Stated goal 1
Pull out each line of the rows that contains the string "grille".

The ATI task you linked to shows "TIME_LIMIT_EXCEEDED". In other words, the task didn't crash but wasn't progressing at the expected rate. Maybe whatever Apple uses in place of OpenCL can still run OpenCL apps but rather slowly. On the same tasks list there was a completed task showing as 'pending' which didn't take quite as long, so avoided the time limit. If that task actually validates, it would imply that MacOS can still handle the running of tasks that use OpenCL, but perhaps very inefficiently.
I also looked at the nvidia task link. All the compute errors I saw on that machine were for the new GW tasks and each gave the same "TIME_LIMIT_EXCEEDED" so it seems like the same story.
That machine had a bunch of earlier FGRPB1G tasks that were not started by the deadline. There was one that must have been in progress at the time of the deadline that subsequently completed and validated after the deadline. Its crunch time was a lot longer than you would expect for FGRPB1G tasks so even that different OpenCL based search is not being run efficiently by whatever Apple now uses to run OpenCL.

Stated goal 2
Using the text about the timed-out OpenCL tasks, mark each statement yes or no and quote the words of that text that decide it: (a) The ATI task crashed. (b) Every compute error seen on the nvidia machine was for the new GW tasks. (c) The FGRPB1G task that finished after the deadline failed to validate.

Dataset
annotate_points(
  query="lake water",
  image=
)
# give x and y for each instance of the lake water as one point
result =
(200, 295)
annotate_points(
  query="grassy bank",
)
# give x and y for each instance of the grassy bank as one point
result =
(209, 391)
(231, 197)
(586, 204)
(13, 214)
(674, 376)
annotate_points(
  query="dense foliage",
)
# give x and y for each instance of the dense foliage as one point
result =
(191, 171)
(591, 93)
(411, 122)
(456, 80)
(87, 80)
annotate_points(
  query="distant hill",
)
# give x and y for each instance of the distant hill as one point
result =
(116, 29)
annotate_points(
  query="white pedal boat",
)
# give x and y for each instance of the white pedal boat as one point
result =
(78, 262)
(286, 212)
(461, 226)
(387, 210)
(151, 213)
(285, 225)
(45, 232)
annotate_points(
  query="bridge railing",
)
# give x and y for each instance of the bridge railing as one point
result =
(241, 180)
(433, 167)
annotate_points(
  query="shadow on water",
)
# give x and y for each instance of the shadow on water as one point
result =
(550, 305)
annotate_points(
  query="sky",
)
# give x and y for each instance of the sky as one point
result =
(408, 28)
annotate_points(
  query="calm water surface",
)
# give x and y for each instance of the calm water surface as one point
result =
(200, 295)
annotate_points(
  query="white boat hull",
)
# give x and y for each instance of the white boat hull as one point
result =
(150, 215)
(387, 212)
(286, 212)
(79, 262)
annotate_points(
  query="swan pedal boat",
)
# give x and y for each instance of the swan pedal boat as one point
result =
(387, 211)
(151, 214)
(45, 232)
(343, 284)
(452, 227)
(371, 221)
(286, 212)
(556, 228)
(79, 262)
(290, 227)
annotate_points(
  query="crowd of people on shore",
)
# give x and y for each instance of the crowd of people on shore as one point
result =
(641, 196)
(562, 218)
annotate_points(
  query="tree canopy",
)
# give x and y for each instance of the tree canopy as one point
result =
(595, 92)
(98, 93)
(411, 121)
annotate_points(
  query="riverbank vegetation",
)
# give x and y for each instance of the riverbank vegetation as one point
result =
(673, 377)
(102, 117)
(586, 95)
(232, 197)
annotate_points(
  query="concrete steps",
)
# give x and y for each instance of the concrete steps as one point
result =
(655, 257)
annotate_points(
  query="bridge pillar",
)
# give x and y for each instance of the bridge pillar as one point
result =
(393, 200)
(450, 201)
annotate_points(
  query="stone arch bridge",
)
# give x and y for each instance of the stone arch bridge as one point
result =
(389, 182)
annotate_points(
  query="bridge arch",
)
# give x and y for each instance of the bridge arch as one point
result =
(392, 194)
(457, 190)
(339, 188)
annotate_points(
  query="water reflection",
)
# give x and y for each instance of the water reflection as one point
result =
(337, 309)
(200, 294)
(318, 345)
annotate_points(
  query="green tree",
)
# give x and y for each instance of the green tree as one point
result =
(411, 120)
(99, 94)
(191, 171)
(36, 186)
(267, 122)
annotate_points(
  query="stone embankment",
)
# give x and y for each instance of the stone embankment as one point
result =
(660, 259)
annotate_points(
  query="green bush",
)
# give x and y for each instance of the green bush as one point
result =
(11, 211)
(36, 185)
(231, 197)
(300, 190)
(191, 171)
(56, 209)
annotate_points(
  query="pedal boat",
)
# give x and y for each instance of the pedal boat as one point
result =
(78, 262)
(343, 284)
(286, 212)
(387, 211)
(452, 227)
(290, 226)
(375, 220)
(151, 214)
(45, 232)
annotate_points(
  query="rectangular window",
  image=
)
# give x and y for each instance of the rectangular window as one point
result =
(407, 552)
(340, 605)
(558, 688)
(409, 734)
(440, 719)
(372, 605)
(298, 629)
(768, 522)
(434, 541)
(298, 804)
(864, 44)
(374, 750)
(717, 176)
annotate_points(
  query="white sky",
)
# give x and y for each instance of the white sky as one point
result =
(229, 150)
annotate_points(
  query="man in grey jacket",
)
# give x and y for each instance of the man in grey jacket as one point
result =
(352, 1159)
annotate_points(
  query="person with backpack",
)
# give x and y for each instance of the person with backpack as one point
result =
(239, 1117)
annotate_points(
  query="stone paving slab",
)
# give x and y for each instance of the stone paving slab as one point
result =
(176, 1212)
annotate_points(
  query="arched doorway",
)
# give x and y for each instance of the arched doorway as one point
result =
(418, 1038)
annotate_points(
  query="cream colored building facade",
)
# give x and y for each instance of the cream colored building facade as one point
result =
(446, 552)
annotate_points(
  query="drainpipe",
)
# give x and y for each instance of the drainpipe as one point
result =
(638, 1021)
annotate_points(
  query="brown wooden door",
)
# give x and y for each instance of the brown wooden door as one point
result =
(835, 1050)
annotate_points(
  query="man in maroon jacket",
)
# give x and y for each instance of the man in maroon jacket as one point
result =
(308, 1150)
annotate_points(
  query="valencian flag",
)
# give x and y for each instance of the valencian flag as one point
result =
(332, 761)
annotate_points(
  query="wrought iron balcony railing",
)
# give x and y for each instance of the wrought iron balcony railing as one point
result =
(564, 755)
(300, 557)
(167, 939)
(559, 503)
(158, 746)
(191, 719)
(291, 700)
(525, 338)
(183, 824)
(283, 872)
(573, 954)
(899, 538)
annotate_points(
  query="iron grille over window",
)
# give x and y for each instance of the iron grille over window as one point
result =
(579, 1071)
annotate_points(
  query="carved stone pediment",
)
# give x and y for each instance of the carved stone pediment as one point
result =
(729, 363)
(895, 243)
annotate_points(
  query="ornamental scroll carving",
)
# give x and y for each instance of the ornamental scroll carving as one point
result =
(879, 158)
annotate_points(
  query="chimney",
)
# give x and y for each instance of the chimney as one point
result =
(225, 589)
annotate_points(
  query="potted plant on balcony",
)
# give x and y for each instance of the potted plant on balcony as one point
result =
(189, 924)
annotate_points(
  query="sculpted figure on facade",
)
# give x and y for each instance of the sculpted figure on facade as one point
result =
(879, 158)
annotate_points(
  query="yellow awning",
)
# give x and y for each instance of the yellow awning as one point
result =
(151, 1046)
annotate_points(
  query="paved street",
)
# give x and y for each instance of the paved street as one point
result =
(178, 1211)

Full response 1
  query="iron grille over window",
# give x and y for each instance of the iron grille over window as one point

Full response 2
(a) No: "the task didn't crash but wasn't progressing at the expected rate"
(b) Yes: "All the compute errors I saw on that machine were for the new GW tasks"
(c) No: "subsequently completed and validated after the deadline"